=== TASK GOAL ===
Reproduce the full news article on the Missouri secretary of state and the transgender care rules word for word.

Missouri secretary of state predicts transgender restrictions won't stand

JEFFERSON CITY, Mo. — At least one top Missouri Republican isn't defending Attorney General Andrew Bailey's rules on transgender medical care, which advocates say would make Missouri the first state to restrict treatments for adults.

Secretary of State Jay Ashcroft said in an interview he disagrees with Bailey's regulation even though he doesn't support hormone therapy and gender surgeries for children and adults.

Ashcroft said adults should be able to make their own decisions and predicted the Republican attorney general's regulation won't actually take effect.

"I wouldn’t want to be the attorney that was defending it," Ashcroft, an attorney and engineer elected secretary of state in 2016, told the Post-Dispatch.

"If you’re an adult, you have the capacity to make your own decisions," Ashcroft said. "It’s a decision I would disagree with, but I don’t believe it’s the role of government to forbid it."

He said the government had a responsibility to protect children who are too young to give consent, and supports legislation restricting gender-related care for children. But Ashcroft said he wasn't confident the attorney general had the authority to limit such care himself.

=== RECORDED DATA ===
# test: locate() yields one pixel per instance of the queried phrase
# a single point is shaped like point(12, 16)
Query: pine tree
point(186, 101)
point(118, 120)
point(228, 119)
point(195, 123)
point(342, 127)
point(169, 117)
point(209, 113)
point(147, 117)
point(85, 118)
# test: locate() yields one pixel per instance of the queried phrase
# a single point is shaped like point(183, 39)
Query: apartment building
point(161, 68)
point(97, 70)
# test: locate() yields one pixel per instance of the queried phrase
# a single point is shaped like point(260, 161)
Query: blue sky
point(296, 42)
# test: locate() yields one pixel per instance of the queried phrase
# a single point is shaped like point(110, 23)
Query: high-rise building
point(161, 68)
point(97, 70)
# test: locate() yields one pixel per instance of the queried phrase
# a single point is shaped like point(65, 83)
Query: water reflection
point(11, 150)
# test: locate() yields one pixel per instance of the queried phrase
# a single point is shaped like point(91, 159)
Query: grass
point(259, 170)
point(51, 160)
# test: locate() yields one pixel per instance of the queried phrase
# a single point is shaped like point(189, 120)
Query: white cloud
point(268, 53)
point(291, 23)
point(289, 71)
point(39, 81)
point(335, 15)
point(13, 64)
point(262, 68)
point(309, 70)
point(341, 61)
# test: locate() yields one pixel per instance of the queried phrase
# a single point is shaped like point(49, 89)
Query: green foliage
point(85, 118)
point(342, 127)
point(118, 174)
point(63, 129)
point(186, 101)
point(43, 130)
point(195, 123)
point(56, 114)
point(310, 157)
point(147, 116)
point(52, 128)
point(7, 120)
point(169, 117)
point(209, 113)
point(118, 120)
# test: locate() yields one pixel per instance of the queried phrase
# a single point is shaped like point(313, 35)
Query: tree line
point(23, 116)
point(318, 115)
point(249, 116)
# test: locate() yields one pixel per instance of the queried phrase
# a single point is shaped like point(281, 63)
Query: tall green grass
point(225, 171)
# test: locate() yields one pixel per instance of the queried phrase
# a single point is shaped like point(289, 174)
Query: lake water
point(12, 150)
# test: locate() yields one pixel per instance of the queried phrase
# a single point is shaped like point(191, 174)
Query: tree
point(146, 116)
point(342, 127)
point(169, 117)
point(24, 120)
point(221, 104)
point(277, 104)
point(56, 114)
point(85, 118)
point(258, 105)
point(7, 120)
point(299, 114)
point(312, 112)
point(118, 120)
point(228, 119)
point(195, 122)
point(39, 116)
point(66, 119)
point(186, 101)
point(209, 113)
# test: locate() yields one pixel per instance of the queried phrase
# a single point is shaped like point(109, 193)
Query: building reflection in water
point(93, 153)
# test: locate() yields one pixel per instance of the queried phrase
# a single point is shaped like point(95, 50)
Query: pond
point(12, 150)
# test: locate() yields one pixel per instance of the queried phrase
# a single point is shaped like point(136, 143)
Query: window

=== WRITTEN ANSWER ===
Missouri secretary of state predicts transgender restrictions won't stand

JEFFERSON CITY, Mo. — At least one top Missouri Republican isn't defending Attorney General Andrew Bailey's rules on transgender medical care, which advocates say would make Missouri the first state to restrict treatments for adults.

Secretary of State Jay Ashcroft said in an interview he disagrees with Bailey's regulation even though he doesn't support hormone therapy and gender surgeries for children and adults.

Ashcroft said adults should be able to make their own decisions and predicted the Republican attorney general's regulation won't actually take effect.

"I wouldn’t want to be the attorney that was defending it," Ashcroft, an attorney and engineer elected secretary of state in 2016, told the Post-Dispatch.

"If you’re an adult, you have the capacity to make your own decisions," Ashcroft said. "It’s a decision I would disagree with, but I don’t believe it’s the role of government to forbid it."

He said the government had a responsibility to protect children who are too young to give consent, and supports legislation restricting gender-related care for children. But Ashcroft said he wasn't confident the attorney general had the authority to limit such care himself.